Transcribe the records below exactly as they appear, omitting any pictures.

>> START

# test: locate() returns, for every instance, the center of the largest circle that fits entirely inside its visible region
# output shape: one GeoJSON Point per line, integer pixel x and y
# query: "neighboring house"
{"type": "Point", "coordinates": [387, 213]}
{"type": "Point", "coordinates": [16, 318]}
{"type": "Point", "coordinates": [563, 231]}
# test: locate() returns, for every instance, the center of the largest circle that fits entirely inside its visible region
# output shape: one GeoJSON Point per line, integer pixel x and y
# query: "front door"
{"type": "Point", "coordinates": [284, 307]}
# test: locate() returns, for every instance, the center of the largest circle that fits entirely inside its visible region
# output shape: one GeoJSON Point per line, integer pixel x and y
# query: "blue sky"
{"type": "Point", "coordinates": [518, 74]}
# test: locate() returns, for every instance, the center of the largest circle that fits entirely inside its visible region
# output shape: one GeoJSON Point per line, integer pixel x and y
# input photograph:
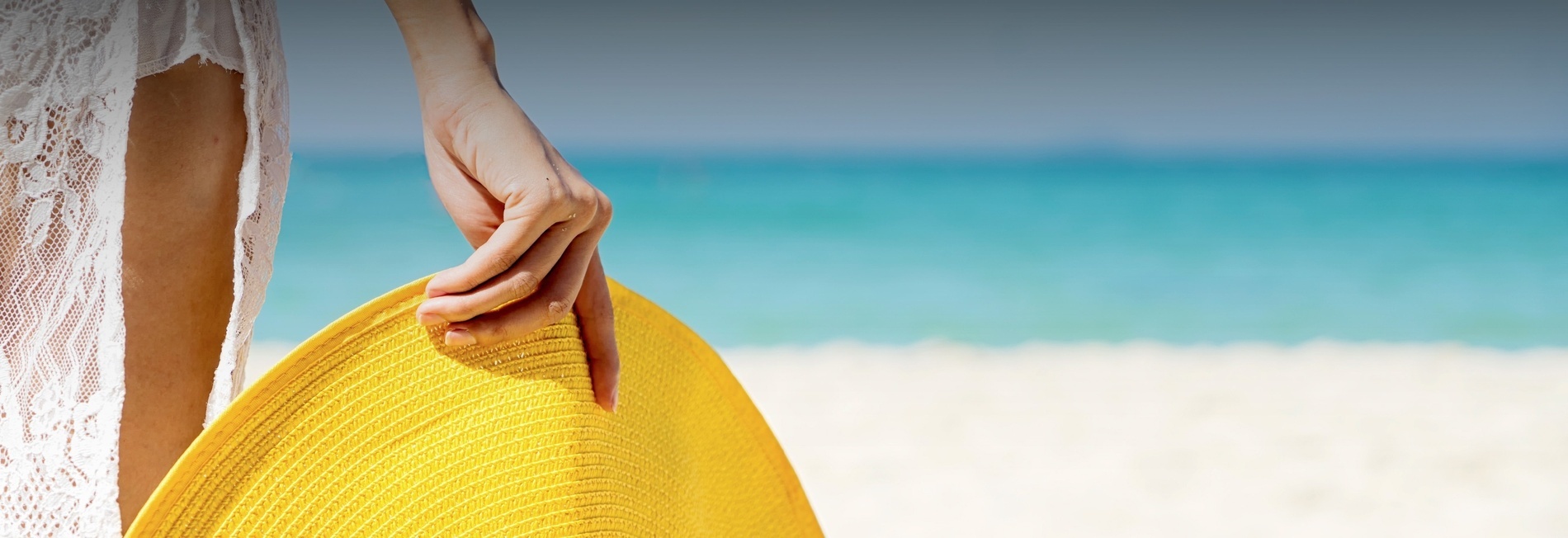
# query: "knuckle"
{"type": "Point", "coordinates": [557, 308]}
{"type": "Point", "coordinates": [496, 262]}
{"type": "Point", "coordinates": [522, 285]}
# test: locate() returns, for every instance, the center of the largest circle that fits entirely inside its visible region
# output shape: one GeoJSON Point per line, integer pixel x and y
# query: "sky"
{"type": "Point", "coordinates": [1137, 76]}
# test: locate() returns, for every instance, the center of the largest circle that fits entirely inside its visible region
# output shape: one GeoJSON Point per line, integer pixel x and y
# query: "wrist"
{"type": "Point", "coordinates": [447, 45]}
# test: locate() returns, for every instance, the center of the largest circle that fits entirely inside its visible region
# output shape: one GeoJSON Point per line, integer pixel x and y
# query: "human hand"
{"type": "Point", "coordinates": [533, 223]}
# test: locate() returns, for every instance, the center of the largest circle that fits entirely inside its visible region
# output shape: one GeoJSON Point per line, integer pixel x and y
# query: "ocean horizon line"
{"type": "Point", "coordinates": [1004, 153]}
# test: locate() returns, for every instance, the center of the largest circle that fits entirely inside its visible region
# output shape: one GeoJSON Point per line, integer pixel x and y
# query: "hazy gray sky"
{"type": "Point", "coordinates": [857, 74]}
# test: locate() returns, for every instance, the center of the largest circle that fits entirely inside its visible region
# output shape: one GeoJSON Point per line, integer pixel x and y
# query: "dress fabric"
{"type": "Point", "coordinates": [68, 69]}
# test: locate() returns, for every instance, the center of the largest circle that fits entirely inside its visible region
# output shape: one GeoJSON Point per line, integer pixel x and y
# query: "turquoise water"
{"type": "Point", "coordinates": [772, 250]}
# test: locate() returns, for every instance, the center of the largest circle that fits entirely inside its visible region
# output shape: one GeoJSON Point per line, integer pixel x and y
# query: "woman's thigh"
{"type": "Point", "coordinates": [187, 140]}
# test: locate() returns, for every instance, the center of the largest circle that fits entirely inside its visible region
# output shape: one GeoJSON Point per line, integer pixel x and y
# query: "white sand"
{"type": "Point", "coordinates": [1146, 440]}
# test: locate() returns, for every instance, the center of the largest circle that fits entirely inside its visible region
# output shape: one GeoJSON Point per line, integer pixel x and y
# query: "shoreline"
{"type": "Point", "coordinates": [1146, 438]}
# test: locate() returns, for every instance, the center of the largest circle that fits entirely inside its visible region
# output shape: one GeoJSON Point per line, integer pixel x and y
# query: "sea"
{"type": "Point", "coordinates": [999, 250]}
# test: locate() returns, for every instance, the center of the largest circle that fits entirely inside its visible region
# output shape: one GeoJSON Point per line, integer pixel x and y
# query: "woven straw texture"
{"type": "Point", "coordinates": [375, 428]}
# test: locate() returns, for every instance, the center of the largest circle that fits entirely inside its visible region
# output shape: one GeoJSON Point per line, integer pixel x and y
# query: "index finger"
{"type": "Point", "coordinates": [496, 256]}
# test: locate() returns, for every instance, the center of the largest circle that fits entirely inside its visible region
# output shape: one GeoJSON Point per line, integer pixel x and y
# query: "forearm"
{"type": "Point", "coordinates": [449, 46]}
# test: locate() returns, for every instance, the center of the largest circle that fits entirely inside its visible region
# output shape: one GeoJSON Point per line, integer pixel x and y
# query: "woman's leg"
{"type": "Point", "coordinates": [187, 139]}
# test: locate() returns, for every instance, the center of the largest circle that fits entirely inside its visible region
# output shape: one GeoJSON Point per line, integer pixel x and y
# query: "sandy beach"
{"type": "Point", "coordinates": [1150, 440]}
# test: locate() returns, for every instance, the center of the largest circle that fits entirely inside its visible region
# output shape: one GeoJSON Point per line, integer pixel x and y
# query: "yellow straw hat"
{"type": "Point", "coordinates": [375, 428]}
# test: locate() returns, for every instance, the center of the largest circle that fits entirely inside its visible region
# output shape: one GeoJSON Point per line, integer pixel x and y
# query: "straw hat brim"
{"type": "Point", "coordinates": [374, 427]}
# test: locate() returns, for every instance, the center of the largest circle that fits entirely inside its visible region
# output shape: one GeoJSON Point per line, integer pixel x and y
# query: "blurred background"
{"type": "Point", "coordinates": [1038, 267]}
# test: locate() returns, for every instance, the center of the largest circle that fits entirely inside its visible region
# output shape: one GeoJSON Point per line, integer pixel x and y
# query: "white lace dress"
{"type": "Point", "coordinates": [68, 69]}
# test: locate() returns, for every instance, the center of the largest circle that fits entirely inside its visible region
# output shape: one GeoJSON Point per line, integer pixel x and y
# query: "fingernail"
{"type": "Point", "coordinates": [460, 337]}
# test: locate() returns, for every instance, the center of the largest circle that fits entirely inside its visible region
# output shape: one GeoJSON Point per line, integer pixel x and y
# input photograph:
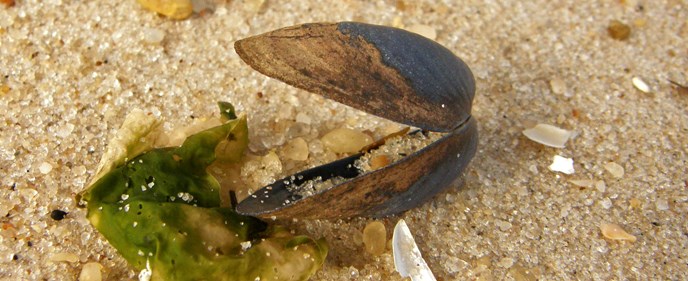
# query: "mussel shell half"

>> END

» Answer to this exercise
# test: locate() returns, for every instance, the center of the largest circle that fits entirely inside its visible region
# output shape: one GeoJSON Point per line, integer pixel x and y
# query: "neighboring house"
{"type": "Point", "coordinates": [387, 213]}
{"type": "Point", "coordinates": [16, 318]}
{"type": "Point", "coordinates": [563, 231]}
# test: locate() returns, for every instance, the center of the largest circle that fits entirely inside its visible region
# output shape: one GeoJSON Point per line, integer pixel x and y
# query: "front door"
{"type": "Point", "coordinates": [284, 307]}
# test: locate() returns, for every instance, the center of the largest circle that fits entirely inside its visible region
# output shape: one GeoJSON Point per line, integer pixel x and y
# query: "blue sky"
{"type": "Point", "coordinates": [518, 74]}
# test: locate() returns, for every instance, the center of the largest circle that fits entirely inside its visible region
# output shape: one GeoJSON Point per line, integer pixel x and y
# input photograph:
# query: "knuckle"
{"type": "Point", "coordinates": [557, 308]}
{"type": "Point", "coordinates": [496, 262]}
{"type": "Point", "coordinates": [522, 285]}
# test: locate() returns, for every instance, the center of the largest circle that fits entirely inside its visible region
# output shape: one GeoJSON Point per line, integer pixel x and y
# query: "sky"
{"type": "Point", "coordinates": [1137, 76]}
# test: locate() returns, for every instance, the center of the largest circle that fits entirely inside its visible region
# output shape: one GeoJSON Point per line, integer pixel x and y
# query: "wrist"
{"type": "Point", "coordinates": [447, 45]}
# test: locate() returns, for every instance, the center of the largest circle that fits entirely inside its visible region
# output shape: one GeoJSON Point per line, integer pixel x and y
# query: "human hand"
{"type": "Point", "coordinates": [533, 223]}
# test: locate() returns, for every instance, the center of the largest circle that fits entirely inside its visible region
# output shape: one GeoJSON Point per line, integer pixel x and y
# query: "ocean horizon line"
{"type": "Point", "coordinates": [1004, 153]}
# test: locate() returns, for every instance, the center of the largest circle that fits entirely inside its visible region
# output shape: one GeoJSON Point per line, integer pixel x and y
# query: "hazy gray sky"
{"type": "Point", "coordinates": [857, 74]}
# test: locate() returns, for every instance, the center of the largest circle that fits entirely inside its visible region
# output shape: one GeoJSON Point per line, integer pixel x and y
# query: "dress fabric"
{"type": "Point", "coordinates": [68, 69]}
# test: locate() returns, for every instance, the center of the largest circle that fits entirely inside its visible region
# output shape: one GeoJSON Point per line, integer pixel x and y
# query: "turquoise water"
{"type": "Point", "coordinates": [772, 250]}
# test: locate() returns, for every instance, the center of the largest circle that fits entirely inside its visible region
# output shape: one GeoJSON Point per line, integer pixel x and y
# query: "woman's thigh"
{"type": "Point", "coordinates": [187, 140]}
# test: locate() returns, for every instance, the center of the largest circle that fits entirely inside its visible region
# output shape: one GeoJSON Point per line, integer pixel x and y
# query: "white sand"
{"type": "Point", "coordinates": [1146, 440]}
# test: locate() returns, for every instance, the center of the largest circle that fits entirely inside its visible region
# output shape: one GeoJSON Point per line, integer pixel x and y
# query: "shoreline"
{"type": "Point", "coordinates": [1146, 438]}
# test: locate() returns, for every instance, the center of the largest circle that fits entirely inside its visible region
# output shape: one GeoJSON Point per line, integer pixel x and y
# query: "sea"
{"type": "Point", "coordinates": [999, 250]}
# test: locate() returns, for every instance, the center of the largest circle that fits entirely inside its visible region
# output shape: one GeoJSON Point per line, integer pixel x and y
# query: "woven straw texture"
{"type": "Point", "coordinates": [375, 428]}
# test: locate() returns, for every instance, the center of the largest circle that fits entirely inside its visible region
# output shape: one GeoJSON Point per line, integer pixel x and y
# query: "index finger"
{"type": "Point", "coordinates": [496, 256]}
# test: locate() returns, for every instance, the center of the largest circle that fits entirely inside its visible region
# output shape: one GeoJSON Point per line, integer pixel x and y
# query: "forearm"
{"type": "Point", "coordinates": [449, 46]}
# test: locate() returns, for every instance, the center of the largest circle that fits entirely inside its visible region
# output shape: one GeoJSON Point per line, integer pixel x and y
# query: "woman's leg"
{"type": "Point", "coordinates": [187, 139]}
# test: locate() returns, for every instance, the center of the largest circle that fits entirely inside its visible region
# output shape: one GeoJSON Point per line, integer pixel x and y
# query: "sandy beach"
{"type": "Point", "coordinates": [1150, 440]}
# test: locate() returns, for every instance, the center of the largest circle that fits entirely inside its visible region
# output shape: one GeoJSON Point per line, integer pixel x and y
# query: "yellow straw hat"
{"type": "Point", "coordinates": [375, 428]}
# test: locate() returns, for every instance, the center of the largest circle that fits entirely inside its visible region
# output shape: one GeoJSON Point per line, integer pixel x and y
# query: "straw hat brim"
{"type": "Point", "coordinates": [374, 427]}
# test: locate() returns, for every instance, the center of the largest circle that fits entirely inside its visible region
# output shape: one GeoJSON Point per line, integer pixel x and y
# query: "blurred background"
{"type": "Point", "coordinates": [1038, 267]}
# test: locate() returns, for every instance, the center of the largest circle that fits entirely inside its visible region
# output shape: one GeoJSON Point per line, integer pixel x and y
# query: "white lace dress"
{"type": "Point", "coordinates": [68, 69]}
# test: locate() returns, for every instance, the center of the largest circle that fits entirely inside its visible region
# output shape: one GeoJSON Point per line, integer pixel x and y
# query: "fingernail"
{"type": "Point", "coordinates": [460, 337]}
# test: locate() returns, for every instance, the center of the largest circle that fits entirely inside its visible region
# output shape: one GeoJSON Point per line, integer pixel x and y
# input photograph:
# query: "mussel shell half"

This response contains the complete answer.